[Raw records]
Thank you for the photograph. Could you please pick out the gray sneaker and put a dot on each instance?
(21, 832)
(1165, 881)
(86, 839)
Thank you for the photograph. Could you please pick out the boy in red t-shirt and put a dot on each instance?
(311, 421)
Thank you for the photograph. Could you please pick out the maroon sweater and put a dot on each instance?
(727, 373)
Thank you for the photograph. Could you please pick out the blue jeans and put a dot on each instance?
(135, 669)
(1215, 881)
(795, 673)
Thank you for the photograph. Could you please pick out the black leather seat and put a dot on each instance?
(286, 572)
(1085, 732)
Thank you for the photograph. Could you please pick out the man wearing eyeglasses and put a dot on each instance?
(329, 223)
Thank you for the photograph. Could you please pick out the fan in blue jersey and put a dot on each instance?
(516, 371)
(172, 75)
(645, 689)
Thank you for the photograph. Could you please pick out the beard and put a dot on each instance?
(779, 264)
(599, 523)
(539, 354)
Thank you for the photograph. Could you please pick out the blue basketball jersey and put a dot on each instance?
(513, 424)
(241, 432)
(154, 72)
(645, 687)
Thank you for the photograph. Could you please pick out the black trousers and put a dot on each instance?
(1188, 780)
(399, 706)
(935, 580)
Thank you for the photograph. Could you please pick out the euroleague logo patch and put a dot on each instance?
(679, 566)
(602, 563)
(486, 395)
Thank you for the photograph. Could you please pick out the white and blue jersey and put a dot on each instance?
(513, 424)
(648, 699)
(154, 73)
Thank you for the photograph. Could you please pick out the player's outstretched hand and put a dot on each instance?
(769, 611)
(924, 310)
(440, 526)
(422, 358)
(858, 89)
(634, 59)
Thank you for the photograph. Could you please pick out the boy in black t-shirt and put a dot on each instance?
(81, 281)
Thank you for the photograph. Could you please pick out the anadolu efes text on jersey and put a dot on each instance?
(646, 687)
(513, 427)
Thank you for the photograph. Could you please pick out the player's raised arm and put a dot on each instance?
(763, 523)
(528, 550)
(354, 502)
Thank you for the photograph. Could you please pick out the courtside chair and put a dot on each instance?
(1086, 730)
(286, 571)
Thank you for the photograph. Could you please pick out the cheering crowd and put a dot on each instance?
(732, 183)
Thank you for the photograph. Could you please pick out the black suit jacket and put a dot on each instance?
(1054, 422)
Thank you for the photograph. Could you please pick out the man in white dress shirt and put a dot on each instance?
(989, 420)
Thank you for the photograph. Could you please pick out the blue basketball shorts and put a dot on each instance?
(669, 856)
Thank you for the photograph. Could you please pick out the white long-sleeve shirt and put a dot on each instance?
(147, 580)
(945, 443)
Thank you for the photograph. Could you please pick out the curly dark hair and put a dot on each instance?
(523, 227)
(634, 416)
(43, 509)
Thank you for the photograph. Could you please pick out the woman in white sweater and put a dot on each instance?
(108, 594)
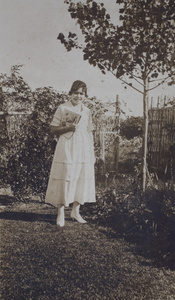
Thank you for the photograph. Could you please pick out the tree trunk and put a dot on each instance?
(145, 134)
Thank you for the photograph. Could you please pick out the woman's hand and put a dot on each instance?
(72, 127)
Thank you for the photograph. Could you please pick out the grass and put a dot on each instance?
(107, 258)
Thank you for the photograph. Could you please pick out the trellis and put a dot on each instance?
(108, 133)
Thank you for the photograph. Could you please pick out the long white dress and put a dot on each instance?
(72, 172)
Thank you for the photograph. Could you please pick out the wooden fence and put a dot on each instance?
(161, 135)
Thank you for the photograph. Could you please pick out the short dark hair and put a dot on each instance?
(77, 85)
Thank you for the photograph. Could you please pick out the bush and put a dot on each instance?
(131, 127)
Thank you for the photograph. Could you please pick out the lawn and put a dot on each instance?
(97, 260)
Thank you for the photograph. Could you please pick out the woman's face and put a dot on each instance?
(77, 96)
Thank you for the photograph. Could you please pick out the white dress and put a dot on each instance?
(72, 172)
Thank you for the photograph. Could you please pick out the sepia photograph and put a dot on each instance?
(87, 149)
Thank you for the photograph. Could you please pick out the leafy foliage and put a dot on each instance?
(28, 148)
(141, 47)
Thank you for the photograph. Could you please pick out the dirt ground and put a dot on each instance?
(40, 260)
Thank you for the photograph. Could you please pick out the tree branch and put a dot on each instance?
(158, 84)
(127, 83)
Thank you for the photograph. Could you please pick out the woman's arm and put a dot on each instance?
(58, 130)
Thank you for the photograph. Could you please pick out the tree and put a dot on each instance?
(140, 49)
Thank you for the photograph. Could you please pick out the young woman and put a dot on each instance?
(72, 173)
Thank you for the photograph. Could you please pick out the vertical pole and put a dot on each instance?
(117, 138)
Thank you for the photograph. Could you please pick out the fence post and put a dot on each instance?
(117, 113)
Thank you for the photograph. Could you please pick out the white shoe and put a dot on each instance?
(78, 218)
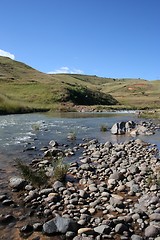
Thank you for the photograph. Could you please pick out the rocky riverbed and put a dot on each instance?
(112, 191)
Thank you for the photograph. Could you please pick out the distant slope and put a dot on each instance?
(23, 86)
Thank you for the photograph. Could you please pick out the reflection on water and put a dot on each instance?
(18, 132)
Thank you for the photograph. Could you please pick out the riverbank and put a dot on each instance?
(111, 192)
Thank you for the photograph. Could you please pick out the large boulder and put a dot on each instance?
(122, 127)
(60, 225)
(17, 183)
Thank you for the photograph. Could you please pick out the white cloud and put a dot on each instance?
(66, 70)
(6, 54)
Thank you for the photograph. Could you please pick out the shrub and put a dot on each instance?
(60, 169)
(103, 128)
(36, 178)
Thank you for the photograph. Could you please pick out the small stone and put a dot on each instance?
(87, 231)
(102, 229)
(136, 237)
(120, 228)
(17, 183)
(151, 231)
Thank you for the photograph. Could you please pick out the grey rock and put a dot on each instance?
(116, 175)
(155, 216)
(102, 229)
(57, 185)
(17, 183)
(120, 228)
(136, 237)
(50, 227)
(59, 225)
(151, 231)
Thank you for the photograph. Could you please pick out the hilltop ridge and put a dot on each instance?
(26, 87)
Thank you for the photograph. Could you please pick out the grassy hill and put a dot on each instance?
(24, 89)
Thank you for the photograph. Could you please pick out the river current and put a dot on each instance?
(23, 135)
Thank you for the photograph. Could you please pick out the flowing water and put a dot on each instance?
(22, 136)
(26, 131)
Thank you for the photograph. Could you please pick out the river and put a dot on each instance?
(21, 132)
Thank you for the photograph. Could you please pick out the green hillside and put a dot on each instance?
(24, 89)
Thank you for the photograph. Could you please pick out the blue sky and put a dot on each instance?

Exercise brief
Your task is to return the entries above exactly, with no pictures.

Exercise result
Thank you for the photograph. Could you please pick out the gray sneaker and put a dot on each instance?
(21, 832)
(1165, 881)
(86, 839)
Thank you for the photograph. Could you please pick out the boy in red t-shirt and put a dot on each instance?
(311, 421)
Thank you for the photograph. Could you please pick out the maroon sweater and put a dot on each instance?
(727, 373)
Thank you for the photograph. Could you please pick out the blue jeans and put a dot on each instance?
(135, 669)
(1215, 881)
(795, 673)
Thank you for the photograph. Could you please pick out the black leather seat and put a dot on each instance?
(286, 572)
(1085, 732)
Thank you for the photograph. Could you please pick out the man wearing eyeglasses and put a dot on each instance?
(329, 223)
Thank you for the photograph. Could you please pick out the fan in blue jersey and put a dot on each instance?
(516, 371)
(172, 75)
(645, 689)
Thank you for the photograph. Could you please pick out the beard and put a dot on each instance?
(779, 264)
(599, 523)
(539, 354)
Thank you for the photograph. Could you please pick out the blue basketball jersey and put a dot on each instance?
(513, 424)
(241, 432)
(154, 72)
(645, 687)
Thank you for the photograph. Could you please pick out the black trousers and put a dot on each instance?
(1188, 780)
(399, 706)
(935, 580)
Thank you for the photograph. Could you please pick out the euroleague logo patch and put a dot on each instance?
(679, 566)
(602, 563)
(486, 395)
Thank you for the photograph. Could you please pick out the white and blue jersey and put a dot on each instance?
(513, 424)
(648, 699)
(154, 73)
Thank you for the photograph. Could you please pick out the player's outstretched hand and put a dot on each instance?
(769, 611)
(924, 310)
(440, 526)
(422, 358)
(858, 89)
(634, 59)
Thank you for the photograph. Could you please pick out the boy in black t-shirt and put a dot on each instance?
(81, 281)
Thank you for the photograph. Could you please pick out the anadolu efes text on jersey and put a dot on each instance?
(646, 687)
(513, 427)
Thank you for the photograph. Could you please pick out the player's raised arm and put a dot on each instance?
(763, 523)
(528, 550)
(354, 502)
Thank you for the photograph. Could you please pick out the courtside chair and put a dot on each instance?
(1086, 730)
(286, 571)
Thank you for the photograph. Could you please pick out the cheering crowd and put a dot on each instance?
(732, 183)
Thank you for the photograph. Could you please pick out the black suit jacket and put a dot on each instance?
(1054, 422)
Thank you for the photograph. Could you please pick out the man in white dress shirt and put a dot on each instance?
(989, 420)
Thank you for the photograph. Could you please pick out the blue basketball shorts and put a dot on each instance?
(669, 856)
Thank you for the photograph. Could you please pick out the white long-sleeve shirt and put a dot on each instance?
(147, 580)
(945, 443)
Thank you for the photograph. Could you please pick out the curly dark hair and put a dot on each instance?
(523, 227)
(634, 416)
(43, 509)
Thank you for the photograph. Could you please pick out the woman in white sweater and put a dot on each instance?
(108, 594)
Thank you for the photograph. Could you please pick out the tree trunk and put a dot on each instance?
(145, 134)
Thank you for the photograph. Could you please pick out the woman's hand and put a dot on each instance?
(72, 127)
Thank you for the photograph. Could you please pick out the grass and put a dot on each instance?
(107, 258)
Thank you for the photograph. Could you please pick out the trellis and put a dot on each instance?
(108, 133)
Thank you for the photograph. Could you please pick out the long white dress and put a dot on each instance?
(72, 172)
Thank you for the photograph. Could you please pick out the wooden fence and put a dot on each instance?
(161, 135)
Thank you for the photograph. Could you please pick out the short dark hair and put a dot on each instance?
(77, 85)
Thank you for the photograph. Could you please pick out the bush and put a dot on each instance?
(131, 127)
Thank you for the photograph. Could you please pick out the lawn and put a dot on each instance?
(97, 260)
Thank you for the photograph. Could you please pick out the woman's face and put a dot on each instance?
(77, 96)
Thank you for the photograph. Could you please pick out the white dress and put a dot on each instance?
(72, 172)
Thank you for the photograph. Could you please pick out the sepia photograph and put a dot on each instance?
(87, 149)
Thank you for the photograph. Could you please pick out the leafy foliage and put a dot on each instance?
(28, 148)
(141, 47)
Thank you for the photograph. Could you please pick out the dirt ground and put a dot on each instance?
(40, 260)
Thank you for the photograph. Could you please pick out the tree branch and put a dot on each instance?
(158, 84)
(127, 83)
Thank you for the photograph. Could you please pick out the woman's arm and put a dot on each instance?
(58, 130)
Thank you for the photograph. Could you please pick out the tree and put a dot on each instance?
(140, 49)
Thank you for the photograph. Could you please pick out the young woman and put a dot on each instance?
(72, 173)
Thank you for the photograph. Could you please pick out the vertical pole and put a dot on each instance?
(117, 138)
Thank you for the photograph. Could you please pick out the fence post and put a dot on each instance?
(117, 113)
Thank you for the photograph. Could you please pick out the white shoe and put a dot on each instance?
(78, 218)
Thank you for the photograph. Could you please pick out the rocky riverbed and put a dot on each instance?
(112, 191)
Thank you for the photograph. Could you please pick out the distant slope and put a dot on each instance?
(23, 86)
Thank you for the photograph. Could you please pick out the reflection on water and put a dot on each instance?
(18, 132)
Thank you for the photograph. Could you please pick out the riverbank and put a dot on each instance?
(111, 192)
Thank you for the photograph. Could you please pick out the large boulder and put a dot on each instance?
(122, 127)
(60, 225)
(17, 183)
Thank you for the photograph. Could you please pick out the white cloud and put a dot on each instance?
(66, 70)
(6, 54)
Thank you for the photograph. Could you please pick out the shrub and put a dot on each instance?
(60, 169)
(103, 128)
(36, 178)
Thank you for the photograph. Could you please pick out the small stone and put a dot on each instance?
(87, 231)
(102, 229)
(136, 237)
(120, 228)
(17, 183)
(151, 231)
Thank you for the photograph. Could you please pick out the grey rock and put a dot on each instance?
(116, 175)
(155, 216)
(102, 229)
(57, 185)
(17, 183)
(120, 228)
(136, 237)
(50, 227)
(59, 225)
(151, 231)
Thank you for the photograph. Could you please pick out the hilltop ridge and put a dot on each instance?
(26, 87)
Thank you for the photograph. Could you please pick out the grassy hill and put a dot on each instance?
(24, 89)
Thank you for the photograph. Could you please pick out the river current and put a dot on each instance?
(23, 135)
Thank you for the photograph. Could you please pick out the flowing water and put a dot on each instance?
(22, 136)
(26, 131)
Thank you for the photograph. Could you please pick out the river and put a dot on each instance?
(21, 132)
Thank you for the photograph. Could you please pick out the green hillside and put a dot on each instance?
(24, 89)
Thank you for the photograph. Could you please pick out the blue sky and put a dot on each instance?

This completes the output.